* TASK TO COMPLETE *
Take the line that contains "orange cat collar" as the first line and the final line of the records as the last; return exactly those lines and the lines between.

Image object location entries
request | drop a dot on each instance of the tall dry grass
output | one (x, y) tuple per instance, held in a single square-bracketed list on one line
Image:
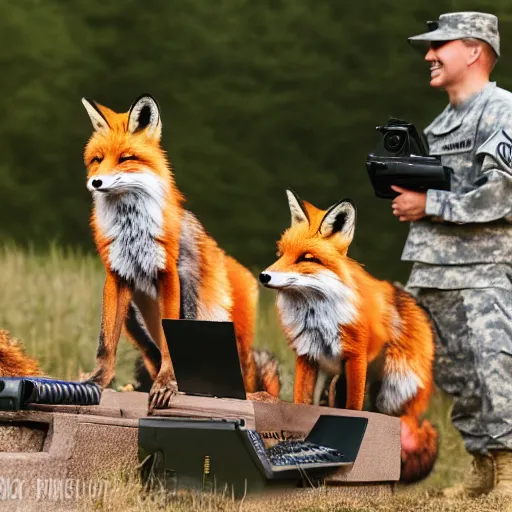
[(52, 302)]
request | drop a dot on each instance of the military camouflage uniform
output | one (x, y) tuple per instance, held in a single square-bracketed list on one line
[(462, 272)]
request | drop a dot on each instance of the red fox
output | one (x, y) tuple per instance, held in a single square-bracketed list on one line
[(14, 362), (159, 260), (334, 312)]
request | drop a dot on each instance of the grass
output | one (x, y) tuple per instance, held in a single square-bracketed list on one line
[(52, 302)]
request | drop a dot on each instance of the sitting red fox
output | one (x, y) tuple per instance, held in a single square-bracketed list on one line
[(159, 261), (333, 311)]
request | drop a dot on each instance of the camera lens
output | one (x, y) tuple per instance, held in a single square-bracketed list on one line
[(394, 141)]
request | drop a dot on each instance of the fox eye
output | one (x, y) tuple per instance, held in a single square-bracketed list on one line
[(127, 157), (308, 257)]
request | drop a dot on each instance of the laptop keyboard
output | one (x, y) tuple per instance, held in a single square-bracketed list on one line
[(289, 453), (296, 454)]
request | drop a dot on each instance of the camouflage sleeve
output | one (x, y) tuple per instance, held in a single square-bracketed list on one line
[(491, 199)]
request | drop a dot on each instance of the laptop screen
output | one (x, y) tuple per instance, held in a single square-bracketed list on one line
[(344, 433), (205, 358)]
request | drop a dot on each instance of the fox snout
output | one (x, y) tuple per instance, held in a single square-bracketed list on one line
[(101, 183), (277, 279), (265, 278)]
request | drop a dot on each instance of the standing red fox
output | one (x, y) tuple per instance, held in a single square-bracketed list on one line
[(14, 361), (159, 261), (333, 311)]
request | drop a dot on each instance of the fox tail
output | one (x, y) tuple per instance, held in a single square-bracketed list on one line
[(14, 361), (419, 448)]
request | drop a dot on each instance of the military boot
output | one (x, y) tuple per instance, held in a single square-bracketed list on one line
[(502, 473), (480, 479)]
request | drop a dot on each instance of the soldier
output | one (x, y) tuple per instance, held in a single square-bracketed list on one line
[(461, 243)]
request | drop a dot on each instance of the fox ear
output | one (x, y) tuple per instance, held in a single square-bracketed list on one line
[(97, 118), (297, 209), (144, 114), (340, 218)]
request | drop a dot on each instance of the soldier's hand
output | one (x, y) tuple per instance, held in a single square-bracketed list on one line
[(409, 206)]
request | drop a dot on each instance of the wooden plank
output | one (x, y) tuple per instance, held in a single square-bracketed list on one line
[(207, 407)]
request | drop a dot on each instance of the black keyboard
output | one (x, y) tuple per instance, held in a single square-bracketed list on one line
[(296, 454)]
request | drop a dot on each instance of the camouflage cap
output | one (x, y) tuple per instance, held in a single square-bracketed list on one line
[(460, 25)]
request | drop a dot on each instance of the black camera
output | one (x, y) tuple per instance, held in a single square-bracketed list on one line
[(401, 158)]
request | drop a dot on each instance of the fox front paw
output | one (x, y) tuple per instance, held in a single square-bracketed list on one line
[(101, 377), (162, 392), (262, 396)]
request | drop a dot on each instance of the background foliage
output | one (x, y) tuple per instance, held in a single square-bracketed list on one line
[(256, 96)]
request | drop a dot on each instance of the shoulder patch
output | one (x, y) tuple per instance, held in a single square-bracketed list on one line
[(499, 146)]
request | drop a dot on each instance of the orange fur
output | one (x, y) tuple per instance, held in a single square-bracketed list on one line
[(378, 319), (14, 362), (226, 290)]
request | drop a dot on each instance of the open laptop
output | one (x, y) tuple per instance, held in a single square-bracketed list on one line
[(237, 455), (205, 358)]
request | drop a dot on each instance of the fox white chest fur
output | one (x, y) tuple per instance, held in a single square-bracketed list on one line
[(313, 310), (132, 220)]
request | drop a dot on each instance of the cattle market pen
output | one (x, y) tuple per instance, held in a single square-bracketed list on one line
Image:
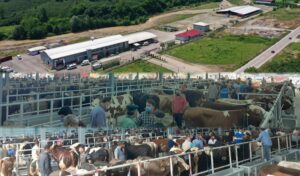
[(285, 151), (36, 105)]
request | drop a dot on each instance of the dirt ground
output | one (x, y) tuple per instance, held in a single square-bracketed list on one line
[(67, 38)]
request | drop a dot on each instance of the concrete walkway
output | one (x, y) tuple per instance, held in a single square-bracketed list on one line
[(297, 110)]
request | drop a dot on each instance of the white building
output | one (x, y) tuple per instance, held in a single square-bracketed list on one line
[(201, 26)]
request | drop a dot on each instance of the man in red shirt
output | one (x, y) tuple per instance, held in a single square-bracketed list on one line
[(179, 104)]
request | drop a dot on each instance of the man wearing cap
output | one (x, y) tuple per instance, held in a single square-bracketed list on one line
[(128, 121), (147, 118), (119, 152), (98, 116), (45, 161), (266, 141), (179, 104)]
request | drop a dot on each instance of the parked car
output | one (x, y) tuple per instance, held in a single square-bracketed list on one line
[(85, 62), (71, 66), (19, 57), (96, 66), (146, 43)]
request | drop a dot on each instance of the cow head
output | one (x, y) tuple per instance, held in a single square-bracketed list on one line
[(6, 166)]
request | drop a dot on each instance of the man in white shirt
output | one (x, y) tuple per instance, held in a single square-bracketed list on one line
[(35, 151), (186, 145), (212, 140)]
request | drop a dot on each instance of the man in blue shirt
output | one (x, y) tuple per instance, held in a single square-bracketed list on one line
[(238, 136), (197, 142), (266, 141), (119, 152), (98, 117)]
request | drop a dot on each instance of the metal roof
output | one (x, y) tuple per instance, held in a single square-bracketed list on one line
[(38, 48), (140, 36), (190, 33), (201, 24), (77, 48), (241, 10)]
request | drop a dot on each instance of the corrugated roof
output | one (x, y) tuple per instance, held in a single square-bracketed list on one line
[(190, 33), (38, 48), (140, 36), (84, 46), (201, 24), (241, 10)]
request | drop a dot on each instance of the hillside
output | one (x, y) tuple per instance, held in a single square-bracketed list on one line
[(35, 19)]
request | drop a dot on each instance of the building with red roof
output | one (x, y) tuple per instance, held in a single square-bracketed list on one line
[(189, 35)]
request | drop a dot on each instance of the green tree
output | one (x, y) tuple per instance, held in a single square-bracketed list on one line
[(2, 36), (42, 15), (37, 32), (19, 33)]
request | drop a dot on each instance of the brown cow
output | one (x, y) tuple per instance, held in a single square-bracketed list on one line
[(276, 170), (204, 117), (6, 166), (158, 167)]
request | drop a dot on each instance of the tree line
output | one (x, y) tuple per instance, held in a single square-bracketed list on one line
[(92, 14)]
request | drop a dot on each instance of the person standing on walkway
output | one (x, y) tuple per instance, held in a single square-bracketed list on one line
[(212, 92), (179, 104), (45, 161), (265, 139), (35, 151), (119, 152), (98, 116), (147, 118), (128, 121)]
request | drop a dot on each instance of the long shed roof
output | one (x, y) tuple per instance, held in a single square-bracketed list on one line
[(139, 37), (77, 48), (241, 10)]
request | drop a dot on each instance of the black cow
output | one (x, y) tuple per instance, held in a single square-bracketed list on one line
[(134, 151), (193, 97), (140, 99)]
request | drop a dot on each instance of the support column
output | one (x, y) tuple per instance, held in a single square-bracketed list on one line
[(81, 135), (112, 83), (43, 137), (1, 97)]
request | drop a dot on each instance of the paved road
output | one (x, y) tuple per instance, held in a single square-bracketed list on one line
[(268, 55), (177, 65)]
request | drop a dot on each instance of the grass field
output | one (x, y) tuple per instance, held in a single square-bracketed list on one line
[(286, 61), (138, 66), (237, 2), (231, 50), (7, 30), (284, 14), (211, 5), (174, 18)]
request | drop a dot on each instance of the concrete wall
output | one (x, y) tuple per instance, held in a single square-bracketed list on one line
[(202, 28)]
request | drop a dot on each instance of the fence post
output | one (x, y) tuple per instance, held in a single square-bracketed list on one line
[(278, 141), (139, 168), (212, 161), (236, 156), (286, 141), (190, 164), (230, 159), (171, 167), (250, 151)]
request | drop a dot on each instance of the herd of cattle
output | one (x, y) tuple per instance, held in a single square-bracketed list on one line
[(67, 156), (226, 113)]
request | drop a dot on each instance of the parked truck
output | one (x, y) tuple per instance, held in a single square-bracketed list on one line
[(4, 59), (107, 63)]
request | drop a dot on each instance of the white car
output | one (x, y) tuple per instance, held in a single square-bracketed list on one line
[(96, 66), (85, 62), (71, 66), (19, 57)]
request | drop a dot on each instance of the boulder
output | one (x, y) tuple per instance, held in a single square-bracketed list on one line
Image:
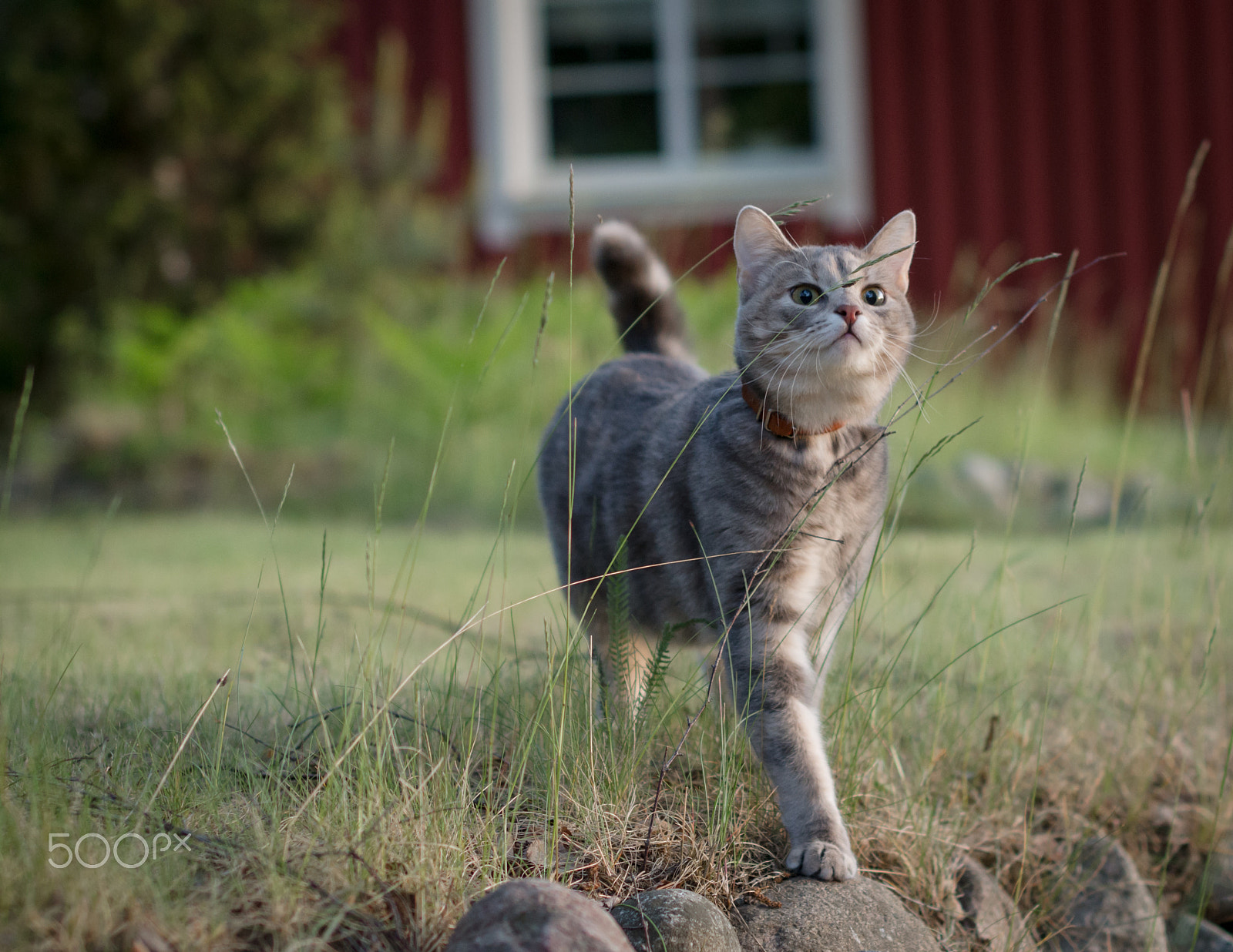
[(1105, 905), (988, 908), (675, 920), (536, 915), (817, 917), (1194, 935)]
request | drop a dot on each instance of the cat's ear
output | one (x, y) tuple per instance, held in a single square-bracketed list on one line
[(758, 240), (897, 240)]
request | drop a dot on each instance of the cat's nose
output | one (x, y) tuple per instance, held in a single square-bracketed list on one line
[(848, 312)]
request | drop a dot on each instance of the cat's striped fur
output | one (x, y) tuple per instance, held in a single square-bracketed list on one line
[(739, 535)]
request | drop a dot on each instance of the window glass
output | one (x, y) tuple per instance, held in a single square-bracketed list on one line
[(602, 82), (754, 74)]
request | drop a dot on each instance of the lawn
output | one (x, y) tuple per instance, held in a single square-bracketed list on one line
[(1003, 695)]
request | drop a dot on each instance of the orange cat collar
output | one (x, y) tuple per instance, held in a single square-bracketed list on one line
[(776, 422)]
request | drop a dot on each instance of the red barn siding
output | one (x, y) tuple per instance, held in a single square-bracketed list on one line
[(1014, 129), (437, 65), (1058, 123)]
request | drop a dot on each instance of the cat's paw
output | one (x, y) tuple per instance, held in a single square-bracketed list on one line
[(823, 861)]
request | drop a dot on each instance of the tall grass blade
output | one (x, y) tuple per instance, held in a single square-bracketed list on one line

* TASK RESPONSE *
request | drop a dot on each instance of the orange cat collar
output | one (x, y) tuple per instance, held in a single square-bracketed list on one line
[(776, 422)]
request | drop a dot on each instance of the red barn siding
output | one (x, y) tuple per instance, held in a single square-bracketed list on one line
[(1014, 129), (437, 65), (1058, 123)]
request | drop a dot on each instance of the cat's paw
output | one (x, y) tuple per instance, held in a single square-bracketed list on one line
[(823, 861)]
request | drop a dot on each instance of the tall grass blade
output | one (x, y) tuple per instance, held in a single square-bracketed list on one line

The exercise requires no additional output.